== GIVEN DATA ==

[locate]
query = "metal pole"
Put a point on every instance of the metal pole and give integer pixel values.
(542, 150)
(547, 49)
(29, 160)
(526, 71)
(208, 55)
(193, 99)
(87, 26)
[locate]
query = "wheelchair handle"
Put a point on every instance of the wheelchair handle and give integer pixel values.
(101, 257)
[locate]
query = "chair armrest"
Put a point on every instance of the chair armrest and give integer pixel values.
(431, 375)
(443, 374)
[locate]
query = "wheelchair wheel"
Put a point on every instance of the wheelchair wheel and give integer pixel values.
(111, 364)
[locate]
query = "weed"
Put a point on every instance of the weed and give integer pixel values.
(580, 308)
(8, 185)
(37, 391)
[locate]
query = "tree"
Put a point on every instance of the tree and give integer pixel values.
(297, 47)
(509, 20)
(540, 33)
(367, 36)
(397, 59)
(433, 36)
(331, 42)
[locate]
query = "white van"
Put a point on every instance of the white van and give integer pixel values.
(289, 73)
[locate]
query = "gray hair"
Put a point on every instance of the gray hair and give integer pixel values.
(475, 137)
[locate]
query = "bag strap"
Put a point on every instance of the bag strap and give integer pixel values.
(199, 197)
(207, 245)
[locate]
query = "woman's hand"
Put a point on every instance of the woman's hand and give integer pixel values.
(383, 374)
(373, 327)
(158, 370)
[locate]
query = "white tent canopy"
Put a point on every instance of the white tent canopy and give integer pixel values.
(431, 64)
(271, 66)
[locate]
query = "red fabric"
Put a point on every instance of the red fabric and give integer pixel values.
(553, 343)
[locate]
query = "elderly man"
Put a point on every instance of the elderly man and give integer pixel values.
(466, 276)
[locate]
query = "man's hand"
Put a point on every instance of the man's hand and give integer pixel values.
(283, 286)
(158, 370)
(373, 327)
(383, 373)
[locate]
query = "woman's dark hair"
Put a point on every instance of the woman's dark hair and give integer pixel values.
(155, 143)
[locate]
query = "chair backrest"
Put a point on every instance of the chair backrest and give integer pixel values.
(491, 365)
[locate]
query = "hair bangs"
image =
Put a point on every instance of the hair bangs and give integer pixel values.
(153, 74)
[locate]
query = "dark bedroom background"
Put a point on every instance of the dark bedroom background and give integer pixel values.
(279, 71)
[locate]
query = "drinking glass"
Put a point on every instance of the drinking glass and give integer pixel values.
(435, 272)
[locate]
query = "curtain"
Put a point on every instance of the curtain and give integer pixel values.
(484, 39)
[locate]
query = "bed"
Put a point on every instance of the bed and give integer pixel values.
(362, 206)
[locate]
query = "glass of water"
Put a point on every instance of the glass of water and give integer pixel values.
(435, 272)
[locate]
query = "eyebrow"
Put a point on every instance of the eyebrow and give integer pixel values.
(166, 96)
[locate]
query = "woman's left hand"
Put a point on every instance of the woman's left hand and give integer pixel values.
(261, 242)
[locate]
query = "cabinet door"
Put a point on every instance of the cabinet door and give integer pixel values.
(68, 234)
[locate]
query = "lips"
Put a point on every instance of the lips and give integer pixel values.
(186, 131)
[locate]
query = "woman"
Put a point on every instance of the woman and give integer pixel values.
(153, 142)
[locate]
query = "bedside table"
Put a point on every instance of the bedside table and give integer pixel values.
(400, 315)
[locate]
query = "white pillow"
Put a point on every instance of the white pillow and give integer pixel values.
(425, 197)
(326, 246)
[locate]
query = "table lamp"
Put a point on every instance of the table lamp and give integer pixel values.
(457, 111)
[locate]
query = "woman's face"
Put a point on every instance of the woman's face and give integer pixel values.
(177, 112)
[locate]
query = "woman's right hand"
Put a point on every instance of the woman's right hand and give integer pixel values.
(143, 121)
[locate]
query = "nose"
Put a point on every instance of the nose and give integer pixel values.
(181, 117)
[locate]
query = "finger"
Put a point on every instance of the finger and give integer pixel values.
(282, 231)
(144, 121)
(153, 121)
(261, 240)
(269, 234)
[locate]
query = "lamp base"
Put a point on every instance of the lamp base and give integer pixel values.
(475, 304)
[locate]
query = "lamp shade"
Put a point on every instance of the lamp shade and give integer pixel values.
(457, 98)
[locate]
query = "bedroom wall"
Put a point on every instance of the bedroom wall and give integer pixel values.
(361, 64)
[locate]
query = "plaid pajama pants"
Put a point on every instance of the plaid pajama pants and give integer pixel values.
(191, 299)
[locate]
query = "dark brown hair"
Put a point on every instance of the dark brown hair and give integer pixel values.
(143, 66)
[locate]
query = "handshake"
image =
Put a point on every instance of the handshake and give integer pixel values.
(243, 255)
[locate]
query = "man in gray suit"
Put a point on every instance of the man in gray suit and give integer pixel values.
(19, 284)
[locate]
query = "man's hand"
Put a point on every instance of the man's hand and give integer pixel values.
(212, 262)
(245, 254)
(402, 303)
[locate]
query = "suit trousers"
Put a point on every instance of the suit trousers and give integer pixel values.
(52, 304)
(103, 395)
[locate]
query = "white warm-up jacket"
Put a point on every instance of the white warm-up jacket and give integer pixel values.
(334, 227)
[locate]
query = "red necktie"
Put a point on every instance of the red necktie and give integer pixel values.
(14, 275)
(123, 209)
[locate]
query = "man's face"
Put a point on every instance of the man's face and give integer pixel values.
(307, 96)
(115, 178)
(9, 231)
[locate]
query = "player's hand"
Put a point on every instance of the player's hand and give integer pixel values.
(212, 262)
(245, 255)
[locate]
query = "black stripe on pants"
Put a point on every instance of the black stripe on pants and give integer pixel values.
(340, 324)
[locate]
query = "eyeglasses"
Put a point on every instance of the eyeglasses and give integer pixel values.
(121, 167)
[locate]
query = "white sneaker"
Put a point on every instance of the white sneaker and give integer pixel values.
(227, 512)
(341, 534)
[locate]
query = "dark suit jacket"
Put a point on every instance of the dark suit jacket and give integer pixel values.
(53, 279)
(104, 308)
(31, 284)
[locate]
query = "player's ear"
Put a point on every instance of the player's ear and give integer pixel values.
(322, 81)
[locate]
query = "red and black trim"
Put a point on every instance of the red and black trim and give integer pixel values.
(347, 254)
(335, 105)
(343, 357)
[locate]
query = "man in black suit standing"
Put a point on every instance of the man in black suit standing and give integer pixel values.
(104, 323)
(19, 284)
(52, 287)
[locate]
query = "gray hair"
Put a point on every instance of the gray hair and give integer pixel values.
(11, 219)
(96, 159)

== EXERCISE BRIEF ==
Identify each line in the records above that contains the word "bedside", and copy every such line. Case counts.

== ANSWER TO THE PROBLEM ==
query = "bedside table"
Put a point on every instance of the bedside table and give integer pixel values.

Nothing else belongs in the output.